Can you put every line of the material below into a numbered list, leaving out any blank lines?

□ □ □

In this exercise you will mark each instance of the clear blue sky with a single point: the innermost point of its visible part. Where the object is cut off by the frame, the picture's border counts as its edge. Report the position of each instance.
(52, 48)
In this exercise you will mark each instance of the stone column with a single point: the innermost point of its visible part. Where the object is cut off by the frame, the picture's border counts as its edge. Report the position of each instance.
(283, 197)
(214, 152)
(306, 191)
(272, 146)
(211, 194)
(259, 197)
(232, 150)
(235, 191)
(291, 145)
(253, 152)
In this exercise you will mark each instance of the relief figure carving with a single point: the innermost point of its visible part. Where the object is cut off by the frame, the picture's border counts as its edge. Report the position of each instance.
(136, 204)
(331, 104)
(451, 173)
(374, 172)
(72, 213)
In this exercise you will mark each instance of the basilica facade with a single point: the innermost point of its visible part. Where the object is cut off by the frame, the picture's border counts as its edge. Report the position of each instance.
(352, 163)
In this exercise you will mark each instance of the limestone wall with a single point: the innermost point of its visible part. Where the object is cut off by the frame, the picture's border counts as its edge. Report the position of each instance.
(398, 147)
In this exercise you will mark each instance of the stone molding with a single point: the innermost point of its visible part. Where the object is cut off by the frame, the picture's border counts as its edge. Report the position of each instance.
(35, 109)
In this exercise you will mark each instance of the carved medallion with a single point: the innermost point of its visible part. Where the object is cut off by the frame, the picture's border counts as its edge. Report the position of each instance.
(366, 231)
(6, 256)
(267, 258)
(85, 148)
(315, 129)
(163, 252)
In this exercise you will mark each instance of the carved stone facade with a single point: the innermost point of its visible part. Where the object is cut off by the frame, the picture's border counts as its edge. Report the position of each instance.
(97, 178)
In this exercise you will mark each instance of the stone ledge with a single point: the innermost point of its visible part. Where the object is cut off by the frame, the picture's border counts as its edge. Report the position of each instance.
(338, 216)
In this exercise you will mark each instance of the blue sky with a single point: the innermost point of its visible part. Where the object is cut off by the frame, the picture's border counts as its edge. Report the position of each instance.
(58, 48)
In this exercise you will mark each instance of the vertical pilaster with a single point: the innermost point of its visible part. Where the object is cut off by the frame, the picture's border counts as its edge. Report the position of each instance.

□ □ □

Answer to this exercise:
1. In this exercise you will mark each instance of the clear blue sky with a single point: the innermost point of its visible part. Where the object is cut off by the frame, the picture's border counts as its edge. Report the position of each instance.
2. (52, 48)
3. In this exercise you will mark each instance of the stone column with a single point: the innermost point of its visible part. Where the object is cut off by the frame, the picture's border counts as its edge. Report the position of each instance.
4. (283, 197)
5. (214, 152)
6. (306, 191)
7. (272, 146)
8. (211, 194)
9. (259, 197)
10. (232, 150)
11. (235, 191)
12. (291, 145)
13. (253, 152)
14. In this exercise you will mark each instance of the relief figure carving with a single point: the innermost point of its visible part. Where the object is cut off by the frame, the picture's border counts as its edge. Report the position of each instance.
15. (136, 204)
16. (331, 104)
17. (451, 173)
18. (374, 172)
19. (72, 213)
20. In this exercise you will mark each instance of the basilica facade with a single point: the innermost point of its visible part. Where the object is cut off by the frame, the picture's border counts as its edge. Report the position of each instance.
21. (352, 163)
22. In this exercise you will mark each instance of the limestone wall with a single point: the innermost point of its visible part. Where the object is cut off by the frame, the picture's border counts as its edge. Report the position of each instance.
23. (398, 147)
24. In this exercise you will mark each instance of the stone molding with a single point: the innermost point of its visible part. Where the object is cut off by the frame, the picture's border counts as its edge. Report the position of each instance.
25. (35, 109)
26. In this exercise you will mark each instance of the carved medallion with a single point: the innermost point of its visible part. Where the object is cut off by the frame, the picture's border counts as its edge. Report the position of each instance.
27. (366, 231)
28. (6, 256)
29. (267, 258)
30. (85, 148)
31. (315, 129)
32. (163, 252)
33. In this exercise you will mark each instance of the carved stone facade with a single point: the innermost point of its visible part. Where the object is cut off by the frame, the picture's border counts as its edge. Report the position of each instance.
34. (97, 178)
35. In this exercise you will mark each instance of the stone ledge with a single point: the innermost point of its visible part. Where the object is cut off by the frame, the picture's border counts as its edge. Report the position of each instance.
36. (338, 216)
37. In this exercise you will mark each instance of the blue sky with a single point: the innermost point of its visible part. Where the object is cut off by the frame, the picture's border counts as its edge. Report the position of each instance.
38. (58, 48)
39. In this exercise you will mark each instance of the vertical pilaster with a single point: the innermost point of its visible part. Where the object is cut off by the frame, the picture's border counts as its edge. Report the position of each instance.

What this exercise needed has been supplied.